* AUFGABEN:
(1) Beantworten Sie anhand des Threads über Hornhechtrezepte:
(a) In wie lange Stücke hat Tosch75 den Hornhecht für die Alufolie geschnitten?
(b) Welche Rezepte kann man laut hornhechteutin auch für Horni verwenden?
(c) Wie viel Salz sieht das Rezept für die Lake vor?
(2) Schreiben Sie aus dem Thread über Hornhechtrezepte die Stelle von „je nach Menge“ bis „aber nicht matschig.“ wortgetreu ab.

* TEXTAUSZUG:
# Hornhechtrezept ??



## gerstmichel (26. Mai 2005)

Hallo Boardies,

hab mal nach Rezepten für Hornhecht geyahooed aber ohne grossen Erfolg. #c Hornhecht in Butter gebraten und Hornhecht fritiert sind die einzigsten die ich fand. |kopfkrat 

Gibt es da denn nicht mehr? ;+


----------



## Tosch75 (26. Mai 2005)

*AW: Hornhechtrezept ??*

Du kannst ihn in gelee machen, ( ist nicht so mein Ding). Gegrillt in Folie ist er lecker ... da solltest du aber nen bischen Fett ( Butter oder Olivenöl)  zugeben, da er sonst zu trocken wird. Ich habe ihn in 10 - 15 cm lange Stücke geschnitten und dann in Alufolie mit Kräutern und Butter.. war lecker.

Geräuchert ist er auch nicht schlecht. einfach mal ausprobieren ! 
lass von deinenErfolgen hören ..


----------



## gerstmichel (26. Mai 2005)

*AW: Hornhechtrezept ??*

Danke, an grillen hab ich auch schon gadacht, nachdem der Dorsch mit einen Bauch voll Knoblauch so legger war ...|bla: :q :l


----------



## hornhechteutin (27. Mai 2005)

*AW: Hornhechtrezept ??*

Moin Moin ,
allllsooo Horni gebraten und dann in Sauere gelegt ist mega lecker oder Du räucherst ihn . Wir bereiten Hornis genau so zu wie Aal, also alle Aalrezepte kannst auch für Horni verwenden .

Gruß aus Eutin
Michael


----------



## gerstmichel (27. Mai 2005)

*AW: Hornhechtrezept ??*

Ja, werden wir probieren, aber mit den Hornies wor dat ja man nix...#c 
Gift das halt wider Dorsch vom Grill. :q


----------



## darth carper (27. Mai 2005)

*AW: Hornhechtrezept ??*

Ich habe gehört, daß Hornhechte recht viele Gräten haben und man sie daher besser einlegt.
Wer hat denn ein Rezept für die richtige Lake?


----------



## Kochtoppangler (5. Juni 2005)

*AW: Hornhechtrezept ??*

gibts irgendwelche tricks die gräten zu entfernen?
hab letztens welche gebraten , waren auch lecker aber das gräten puhlen war die hölle !


----------



## knurrxxxxxx (5. Juni 2005)

*AW: Hornhechtrezept ??*

Rezept für Lake zum einlegen:

je nach Menge des Fisches

1 ltr. Wasser
ca. 0,2 bis 0,3 ltr Kräuteressig
ca. 6 Eßl Salz
ca. 4-5 Eßl Zucker
2 Tl Senfkörner
4 Lorbeerblätter
und wer hat 2 Tl Dillsamen

dann ca 4 Zwiebeln in Ringe schneiden. Kleiner Tip : wenn der Sud warm ekelig schmeckt ist er sauer genug. 

Alles aufkochen lassen bis die Zwiebeln weich werden aber nicht matschig.

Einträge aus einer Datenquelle
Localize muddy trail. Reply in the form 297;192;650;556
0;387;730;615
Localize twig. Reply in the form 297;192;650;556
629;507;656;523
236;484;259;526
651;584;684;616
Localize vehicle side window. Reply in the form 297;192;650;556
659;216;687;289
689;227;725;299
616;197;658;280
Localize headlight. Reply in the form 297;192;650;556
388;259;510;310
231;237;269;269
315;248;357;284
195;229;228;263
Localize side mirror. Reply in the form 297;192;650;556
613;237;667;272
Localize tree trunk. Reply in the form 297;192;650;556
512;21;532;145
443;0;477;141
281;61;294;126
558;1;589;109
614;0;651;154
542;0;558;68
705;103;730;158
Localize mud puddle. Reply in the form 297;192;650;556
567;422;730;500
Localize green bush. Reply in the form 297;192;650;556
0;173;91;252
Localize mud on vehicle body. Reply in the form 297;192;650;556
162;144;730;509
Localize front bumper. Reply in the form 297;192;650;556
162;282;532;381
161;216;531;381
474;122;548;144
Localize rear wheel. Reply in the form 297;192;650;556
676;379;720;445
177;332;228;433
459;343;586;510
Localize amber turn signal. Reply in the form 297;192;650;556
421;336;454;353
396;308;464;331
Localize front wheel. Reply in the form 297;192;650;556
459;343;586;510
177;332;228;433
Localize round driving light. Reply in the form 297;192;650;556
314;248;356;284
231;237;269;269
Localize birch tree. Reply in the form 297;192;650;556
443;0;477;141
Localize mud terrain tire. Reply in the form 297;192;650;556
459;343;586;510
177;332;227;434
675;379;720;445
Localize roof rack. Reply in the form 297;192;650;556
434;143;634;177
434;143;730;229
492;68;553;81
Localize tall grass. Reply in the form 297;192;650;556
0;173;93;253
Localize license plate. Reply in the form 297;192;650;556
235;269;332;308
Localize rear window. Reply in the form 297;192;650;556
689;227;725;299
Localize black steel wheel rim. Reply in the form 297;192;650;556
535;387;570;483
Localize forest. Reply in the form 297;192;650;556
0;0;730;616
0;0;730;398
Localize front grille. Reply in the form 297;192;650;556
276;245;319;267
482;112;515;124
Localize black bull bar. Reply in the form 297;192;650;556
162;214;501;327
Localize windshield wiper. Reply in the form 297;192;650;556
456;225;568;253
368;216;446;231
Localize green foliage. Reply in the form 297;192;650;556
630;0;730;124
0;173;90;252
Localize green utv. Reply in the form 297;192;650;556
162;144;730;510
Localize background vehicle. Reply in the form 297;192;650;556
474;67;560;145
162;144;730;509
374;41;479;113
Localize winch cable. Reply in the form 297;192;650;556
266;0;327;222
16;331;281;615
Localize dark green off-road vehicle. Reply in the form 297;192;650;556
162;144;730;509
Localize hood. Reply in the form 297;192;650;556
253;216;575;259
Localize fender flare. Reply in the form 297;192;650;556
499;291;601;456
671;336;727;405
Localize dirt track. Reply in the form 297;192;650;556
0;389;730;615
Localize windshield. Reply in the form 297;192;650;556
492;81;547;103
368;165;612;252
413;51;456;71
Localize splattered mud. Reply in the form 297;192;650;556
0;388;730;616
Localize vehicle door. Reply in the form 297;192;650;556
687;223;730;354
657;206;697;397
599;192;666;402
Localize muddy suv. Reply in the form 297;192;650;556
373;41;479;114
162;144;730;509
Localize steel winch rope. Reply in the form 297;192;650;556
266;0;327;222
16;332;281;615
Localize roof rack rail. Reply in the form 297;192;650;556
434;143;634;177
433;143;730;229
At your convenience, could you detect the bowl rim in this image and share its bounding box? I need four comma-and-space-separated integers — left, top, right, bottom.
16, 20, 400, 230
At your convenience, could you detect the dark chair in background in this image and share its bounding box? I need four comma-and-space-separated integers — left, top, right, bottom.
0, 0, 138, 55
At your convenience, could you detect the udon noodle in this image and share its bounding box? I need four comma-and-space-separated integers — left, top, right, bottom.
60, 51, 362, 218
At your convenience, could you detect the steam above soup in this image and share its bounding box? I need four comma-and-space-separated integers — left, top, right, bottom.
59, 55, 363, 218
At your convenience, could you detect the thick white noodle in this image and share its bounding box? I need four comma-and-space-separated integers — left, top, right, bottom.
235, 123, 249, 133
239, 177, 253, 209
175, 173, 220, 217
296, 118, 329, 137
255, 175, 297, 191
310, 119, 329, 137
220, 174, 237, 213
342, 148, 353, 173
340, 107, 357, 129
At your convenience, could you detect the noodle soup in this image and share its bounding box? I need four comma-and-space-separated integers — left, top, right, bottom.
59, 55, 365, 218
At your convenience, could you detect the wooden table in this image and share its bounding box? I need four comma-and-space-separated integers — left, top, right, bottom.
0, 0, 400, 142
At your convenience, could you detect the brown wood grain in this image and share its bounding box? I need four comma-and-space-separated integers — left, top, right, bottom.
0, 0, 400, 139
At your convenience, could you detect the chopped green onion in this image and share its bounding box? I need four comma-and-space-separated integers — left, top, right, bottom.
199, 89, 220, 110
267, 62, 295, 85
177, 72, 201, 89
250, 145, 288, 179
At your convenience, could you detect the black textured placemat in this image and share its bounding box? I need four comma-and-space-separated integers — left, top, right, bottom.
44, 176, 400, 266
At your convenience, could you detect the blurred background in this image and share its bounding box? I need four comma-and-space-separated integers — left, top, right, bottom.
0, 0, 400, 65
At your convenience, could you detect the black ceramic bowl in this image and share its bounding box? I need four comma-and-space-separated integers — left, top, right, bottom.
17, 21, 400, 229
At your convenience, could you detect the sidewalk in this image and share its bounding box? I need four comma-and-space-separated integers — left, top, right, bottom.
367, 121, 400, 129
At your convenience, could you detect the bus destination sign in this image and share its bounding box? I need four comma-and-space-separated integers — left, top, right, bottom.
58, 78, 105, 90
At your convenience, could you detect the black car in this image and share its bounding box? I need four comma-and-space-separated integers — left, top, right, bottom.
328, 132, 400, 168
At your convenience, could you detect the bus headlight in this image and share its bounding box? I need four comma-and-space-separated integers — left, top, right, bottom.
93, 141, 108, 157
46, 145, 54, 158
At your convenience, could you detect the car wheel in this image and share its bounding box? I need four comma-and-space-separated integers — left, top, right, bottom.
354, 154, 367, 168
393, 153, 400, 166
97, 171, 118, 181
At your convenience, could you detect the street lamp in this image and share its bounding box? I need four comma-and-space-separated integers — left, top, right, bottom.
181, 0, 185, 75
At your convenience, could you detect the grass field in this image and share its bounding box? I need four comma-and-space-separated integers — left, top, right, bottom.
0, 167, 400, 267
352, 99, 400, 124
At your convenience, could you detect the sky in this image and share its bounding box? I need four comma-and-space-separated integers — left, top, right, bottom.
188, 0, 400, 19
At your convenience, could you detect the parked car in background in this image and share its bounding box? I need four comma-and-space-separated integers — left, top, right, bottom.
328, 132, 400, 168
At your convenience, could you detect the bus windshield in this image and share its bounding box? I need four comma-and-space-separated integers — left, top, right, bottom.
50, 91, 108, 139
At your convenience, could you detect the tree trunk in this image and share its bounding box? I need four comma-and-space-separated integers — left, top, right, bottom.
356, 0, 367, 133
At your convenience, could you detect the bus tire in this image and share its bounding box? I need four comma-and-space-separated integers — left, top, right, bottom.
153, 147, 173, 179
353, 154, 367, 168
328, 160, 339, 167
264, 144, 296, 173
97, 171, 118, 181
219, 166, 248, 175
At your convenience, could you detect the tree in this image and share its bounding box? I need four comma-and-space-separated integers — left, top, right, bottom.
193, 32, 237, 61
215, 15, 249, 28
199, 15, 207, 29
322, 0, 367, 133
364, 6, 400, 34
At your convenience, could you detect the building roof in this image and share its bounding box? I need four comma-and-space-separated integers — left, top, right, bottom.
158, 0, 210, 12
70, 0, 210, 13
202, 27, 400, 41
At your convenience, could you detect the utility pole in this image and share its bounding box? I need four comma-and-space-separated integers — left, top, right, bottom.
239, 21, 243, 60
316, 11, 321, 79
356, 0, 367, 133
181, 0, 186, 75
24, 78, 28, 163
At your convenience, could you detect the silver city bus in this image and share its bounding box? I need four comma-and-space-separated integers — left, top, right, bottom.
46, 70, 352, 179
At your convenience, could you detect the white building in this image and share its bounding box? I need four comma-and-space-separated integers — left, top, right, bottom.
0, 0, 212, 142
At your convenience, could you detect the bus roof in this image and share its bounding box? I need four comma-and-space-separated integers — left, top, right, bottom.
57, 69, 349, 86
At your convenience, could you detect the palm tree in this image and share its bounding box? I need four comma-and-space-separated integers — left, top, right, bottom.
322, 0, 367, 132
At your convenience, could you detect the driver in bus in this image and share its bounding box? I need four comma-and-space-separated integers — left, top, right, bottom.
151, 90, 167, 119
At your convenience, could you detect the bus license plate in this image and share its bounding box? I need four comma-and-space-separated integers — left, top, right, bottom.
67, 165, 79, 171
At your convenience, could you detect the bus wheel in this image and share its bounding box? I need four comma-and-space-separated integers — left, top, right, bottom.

* LÖSUNGEN:
(1)
(a) In 10 bis 15 cm lange Stücke.
(b) Alle Aalrezepte.
(c) Ca. 6 Esslöffel.

(2)
je nach Menge des Fisches

1 ltr. Wasser
ca. 0,2 bis 0,3 ltr Kräuteressig
ca. 6 Eßl Salz
ca. 4-5 Eßl Zucker
2 Tl Senfkörner
4 Lorbeerblätter
und wer hat 2 Tl Dillsamen

dann ca 4 Zwiebeln in Ringe schneiden. Kleiner Tip : wenn der Sud warm ekelig schmeckt ist er sauer genug. 

Alles aufkochen lassen bis die Zwiebeln weich werden aber nicht matschig.